Point localization data:
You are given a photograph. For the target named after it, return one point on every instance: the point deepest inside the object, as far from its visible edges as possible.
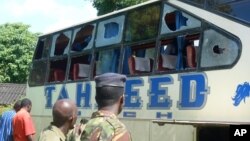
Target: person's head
(64, 113)
(17, 105)
(110, 90)
(27, 104)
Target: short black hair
(25, 102)
(108, 95)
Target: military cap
(110, 79)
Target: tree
(107, 6)
(17, 45)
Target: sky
(46, 15)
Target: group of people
(104, 124)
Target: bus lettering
(193, 91)
(158, 95)
(132, 98)
(83, 95)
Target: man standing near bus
(6, 128)
(23, 127)
(64, 118)
(104, 124)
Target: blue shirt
(6, 126)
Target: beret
(110, 79)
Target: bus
(186, 62)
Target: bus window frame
(157, 39)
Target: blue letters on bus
(158, 96)
(132, 98)
(83, 97)
(193, 91)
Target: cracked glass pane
(218, 50)
(175, 20)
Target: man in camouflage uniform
(64, 118)
(75, 134)
(104, 124)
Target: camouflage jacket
(105, 126)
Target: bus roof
(103, 16)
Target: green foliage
(143, 23)
(107, 6)
(17, 45)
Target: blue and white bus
(186, 63)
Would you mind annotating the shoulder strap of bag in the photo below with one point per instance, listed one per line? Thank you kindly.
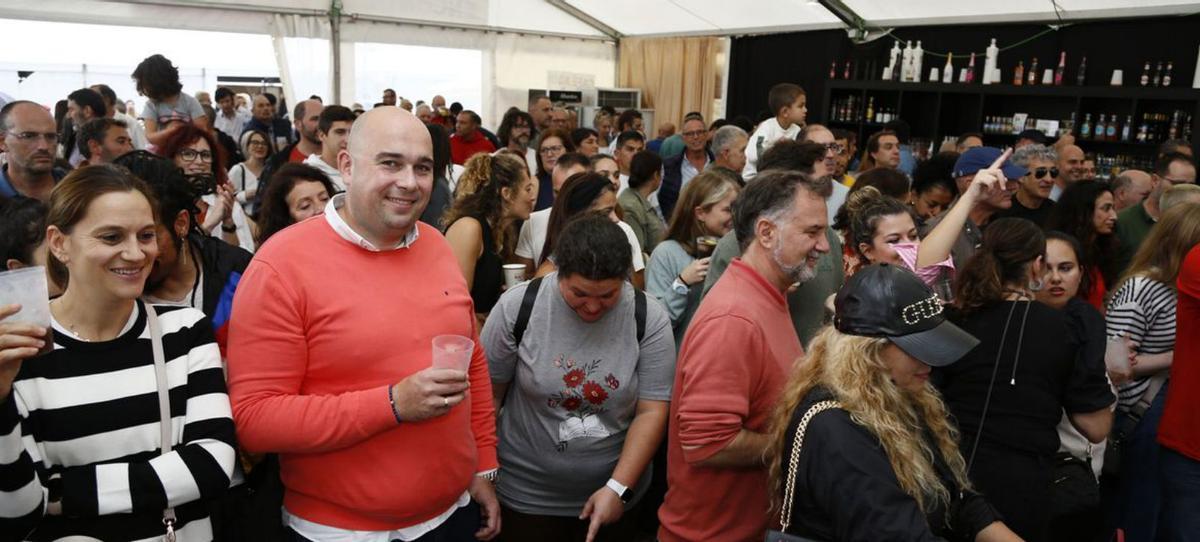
(531, 297)
(165, 426)
(640, 313)
(526, 309)
(793, 462)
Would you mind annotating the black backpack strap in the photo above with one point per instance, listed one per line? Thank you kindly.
(531, 296)
(640, 313)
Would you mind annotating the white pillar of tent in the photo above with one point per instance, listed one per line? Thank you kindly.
(281, 60)
(347, 76)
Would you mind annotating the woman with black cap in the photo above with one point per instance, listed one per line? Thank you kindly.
(882, 462)
(1009, 393)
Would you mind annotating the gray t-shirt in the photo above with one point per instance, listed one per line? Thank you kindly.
(186, 108)
(573, 392)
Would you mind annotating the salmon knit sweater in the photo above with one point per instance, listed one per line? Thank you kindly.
(321, 329)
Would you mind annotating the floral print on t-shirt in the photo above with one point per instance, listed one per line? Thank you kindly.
(582, 397)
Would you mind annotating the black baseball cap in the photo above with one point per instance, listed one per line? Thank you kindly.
(891, 302)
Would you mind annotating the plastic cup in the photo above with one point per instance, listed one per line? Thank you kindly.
(1116, 355)
(706, 245)
(513, 275)
(453, 351)
(28, 288)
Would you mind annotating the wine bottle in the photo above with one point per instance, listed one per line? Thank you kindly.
(1062, 68)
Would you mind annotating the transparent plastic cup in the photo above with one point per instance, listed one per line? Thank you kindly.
(453, 351)
(27, 287)
(513, 275)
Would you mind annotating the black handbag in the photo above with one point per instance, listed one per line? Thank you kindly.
(1075, 489)
(785, 512)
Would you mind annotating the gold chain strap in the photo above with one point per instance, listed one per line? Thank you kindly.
(785, 513)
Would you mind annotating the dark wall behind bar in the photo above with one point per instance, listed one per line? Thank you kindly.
(760, 61)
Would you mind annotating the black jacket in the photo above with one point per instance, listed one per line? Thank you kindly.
(672, 182)
(223, 265)
(847, 491)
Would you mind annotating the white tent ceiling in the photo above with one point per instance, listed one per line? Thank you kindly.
(552, 17)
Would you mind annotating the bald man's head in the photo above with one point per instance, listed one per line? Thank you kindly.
(1071, 164)
(388, 169)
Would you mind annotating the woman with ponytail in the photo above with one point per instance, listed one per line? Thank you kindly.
(1011, 391)
(880, 228)
(495, 194)
(882, 462)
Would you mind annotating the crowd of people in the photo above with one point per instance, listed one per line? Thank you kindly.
(735, 331)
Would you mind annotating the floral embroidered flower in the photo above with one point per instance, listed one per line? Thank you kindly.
(594, 392)
(574, 378)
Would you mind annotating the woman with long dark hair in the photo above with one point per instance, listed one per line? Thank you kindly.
(192, 269)
(481, 227)
(297, 192)
(168, 108)
(196, 151)
(1085, 211)
(1011, 391)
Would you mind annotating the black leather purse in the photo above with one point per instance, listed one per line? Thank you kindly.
(793, 461)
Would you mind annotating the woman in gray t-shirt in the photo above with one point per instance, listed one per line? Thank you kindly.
(585, 380)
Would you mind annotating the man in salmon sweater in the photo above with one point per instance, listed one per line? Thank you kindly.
(330, 359)
(735, 360)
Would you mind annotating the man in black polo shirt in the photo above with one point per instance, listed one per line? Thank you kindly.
(1032, 198)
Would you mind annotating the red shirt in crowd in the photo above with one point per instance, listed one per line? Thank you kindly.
(297, 156)
(733, 363)
(1180, 428)
(321, 329)
(463, 148)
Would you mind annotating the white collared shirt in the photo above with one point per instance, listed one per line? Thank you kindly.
(347, 233)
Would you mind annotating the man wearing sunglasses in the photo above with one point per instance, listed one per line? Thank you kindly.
(1134, 223)
(29, 140)
(1032, 197)
(678, 169)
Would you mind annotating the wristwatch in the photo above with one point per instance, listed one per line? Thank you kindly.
(623, 492)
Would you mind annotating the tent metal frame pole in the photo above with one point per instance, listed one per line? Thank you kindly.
(335, 47)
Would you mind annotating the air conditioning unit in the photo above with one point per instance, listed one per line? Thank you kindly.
(617, 98)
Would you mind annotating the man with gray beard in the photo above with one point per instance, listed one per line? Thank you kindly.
(733, 362)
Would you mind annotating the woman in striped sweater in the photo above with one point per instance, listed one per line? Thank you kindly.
(1143, 309)
(81, 450)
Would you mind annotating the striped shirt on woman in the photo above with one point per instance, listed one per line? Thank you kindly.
(82, 427)
(1145, 311)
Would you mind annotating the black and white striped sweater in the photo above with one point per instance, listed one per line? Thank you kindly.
(82, 426)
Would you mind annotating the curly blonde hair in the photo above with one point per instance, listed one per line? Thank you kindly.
(853, 369)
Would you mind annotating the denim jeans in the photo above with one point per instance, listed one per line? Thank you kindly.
(1141, 491)
(460, 527)
(1181, 498)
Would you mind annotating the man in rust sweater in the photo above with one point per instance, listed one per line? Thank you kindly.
(733, 362)
(330, 359)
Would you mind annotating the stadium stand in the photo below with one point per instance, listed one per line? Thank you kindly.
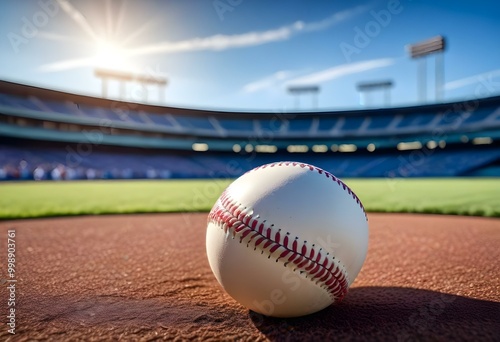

**WHAT IS BEING ASKED:** Exclude the pictures and repeat the entries word for word.

**RESPONSE:**
You are given a photograph. For the target named after it, return one point on every instance: the point deepest inside the object, as far from its visible edges as possible.
Target: person's head
(64, 113)
(17, 105)
(110, 90)
(27, 104)
Target: short black hair
(25, 102)
(108, 95)
Target: military cap
(110, 79)
Target: tree
(107, 6)
(17, 45)
Target: sky
(46, 15)
Target: group of people
(104, 124)
Target: bus lettering
(193, 91)
(158, 95)
(132, 98)
(83, 95)
Target: man standing near bus
(6, 128)
(23, 127)
(64, 118)
(104, 124)
Target: blue shirt
(6, 126)
Target: beret
(110, 79)
Target: bus
(186, 62)
Target: bus window frame
(157, 39)
Target: blue letters on bus
(158, 96)
(132, 98)
(83, 97)
(193, 91)
Target: cracked glass pane
(218, 50)
(175, 20)
Target: man in camouflage uniform
(64, 118)
(75, 134)
(104, 124)
Target: camouflage jacket
(105, 126)
Target: bus roof
(103, 16)
Target: green foliage
(143, 23)
(107, 6)
(17, 45)
Target: blue and white bus
(186, 63)
Would you mind annotating the shoulder strap of bag in the photo below with one point per instance, listed one per line? Thank you kindly.
(531, 297)
(165, 426)
(640, 313)
(526, 309)
(793, 462)
Would you mind annotating the black backpack strap in the photo above with one point per instance, listed one per line? Thank you kindly.
(531, 296)
(640, 313)
Would you mind annotating the white pillar of tent in the photo above with one point per instance, listed one per line? Thank you kindly.
(281, 60)
(347, 76)
Would you mind annotating the woman with black cap in the photo above with one point per instance, listed one per line? Thank you kindly.
(882, 462)
(1009, 393)
Would you mind annotating the gray t-shirt in the photo above with one point per instance, listed one per line? Thank you kindly.
(186, 108)
(573, 392)
Would you mind annotating the salmon knit sweater in the photo above with one point per instance, listed one per line? Thank you kindly.
(321, 329)
Would you mind annotating the floral print on t-shirt in the photo above with one point per instance, listed one per line? Thank you kindly.
(582, 397)
Would you mind annotating the black baseball cap in the photo above with one point per instance, listed one per line? Thank you kindly.
(891, 302)
Would you mind annotating the plastic cup in the photo above with one point per instance, listed one per line? Thank you kindly.
(1116, 355)
(706, 245)
(513, 275)
(453, 351)
(28, 288)
Would you mind annotating the wine bottle in the photo above with one point per instance, listed one per line? Thank you kindly.
(1062, 68)
Would you mind annotating the transparent plastic cup in the photo above with one point per instance, listed one per line? Thank you kindly.
(453, 351)
(27, 287)
(513, 275)
Would you mind annotating the black handbag in the photo above with one point per instance, listed one per line? Thank you kindly.
(1075, 489)
(785, 512)
Would you mind annotating the gold chain strap in the photo above with one point per instance, listed one per line? Thank you kindly.
(785, 513)
Would you mind annotating the dark wall behind bar in the photo above with one point per instance, listed one per line? Thank you kindly.
(760, 61)
Would you mind annotating the black jacket in the photo above with one point per instance, listed one per line? Thank you kindly.
(672, 182)
(223, 265)
(847, 491)
Would you mind annotating the white tent ceiling in the photo above with one point per instance, listed one per line? Thank you kindly.
(552, 17)
Would you mind annotating the bald man's head in the photo above with one point per instance, listed one per line? Thank you kindly.
(1071, 164)
(388, 169)
Would you mind annotating the woman with ponytail in the photo above with one point per instance, listed one per line? Thank you kindly.
(1011, 391)
(880, 228)
(495, 194)
(882, 462)
Would you mind annotating the crowd of people in the photo above with one point per instance, listed one per line? Thank you kindly.
(735, 331)
Would you mind annotating the floral embroidered flower in the photo above with one point per instance, listed one per line? Thank you kindly.
(594, 392)
(574, 378)
Would you mind annotating the woman with long dark hair in the photo above with one point per instance, listed one per line? Thank you kindly.
(192, 269)
(481, 227)
(297, 192)
(168, 108)
(196, 151)
(1085, 211)
(1011, 391)
Would you mind annotating the black leather purse in the photo above with one point per instance, listed one per line? Thank you kindly.
(793, 461)
Would you mind annotating the woman in gray t-shirt in the photo above with one point per instance, listed one per line? Thank you kindly.
(585, 380)
Would you mind annotating the man in salmon sweater in the photo above with one point per instance, listed one per line? Thank you kindly.
(330, 359)
(735, 360)
Would you mind annotating the man in black polo shirt in the photo above with one point per instance, listed one per line? Thank you kindly.
(1032, 198)
Would you mind annotating the red shirt in crowd in the photo above with one point per instance, listed one per line? Thank you kindly.
(297, 156)
(733, 363)
(1180, 428)
(321, 329)
(463, 148)
Would you mind annotating the white collared shirt in the photo above with one point per instance, listed one per line? Thank you kindly.
(347, 233)
Would you mind annotating the man wearing sunglasses in the photo above with one point per instance, listed one per line? Thank you kindly.
(1134, 223)
(29, 140)
(1032, 197)
(678, 169)
Would you mind annotating the wristwatch in the photo above with one point per instance, listed one per line? Thank you kindly.
(623, 492)
Would you mind annotating the tent metal frame pole in the photo above with one point per instance, listed one per line? Thank you kindly.
(335, 47)
Would you mind annotating the air conditioning unit in the photo above with one point per instance, listed one per line? Thank you kindly.
(617, 98)
Would you mind annotating the man with gray beard in the photo above with one point per instance, listed one per line? Thank you kindly.
(733, 362)
Would you mind annotating the woman in striped sweater in the photo above with one point per instance, listed one per line? Thank you kindly.
(1143, 309)
(81, 450)
Would you mind annotating the striped shirt on woman in the photo above with one point per instance, listed one per line? Thank you kindly.
(82, 427)
(1145, 311)
Would you mind annotating the black and white striped sweater in the photo above with one point per instance, listed one per line? Thank you kindly.
(82, 426)
Would you mind annotating the curly blonde hair in the photo above with one point per instance, listed one per line? Thank you kindly.
(853, 369)
Would you mind annotating the denim jeans in the photo above with one point per instance, listed one per line? Thank you kindly.
(1141, 491)
(460, 527)
(1181, 498)
Would you mind annotating the man in rust sweater in the photo above with one point per instance, listed one per line? Thank you kindly.
(733, 362)
(330, 359)
Would you mind annotating the stadium stand in the photo below with one point per instance, listed one per line? Thank you kindly.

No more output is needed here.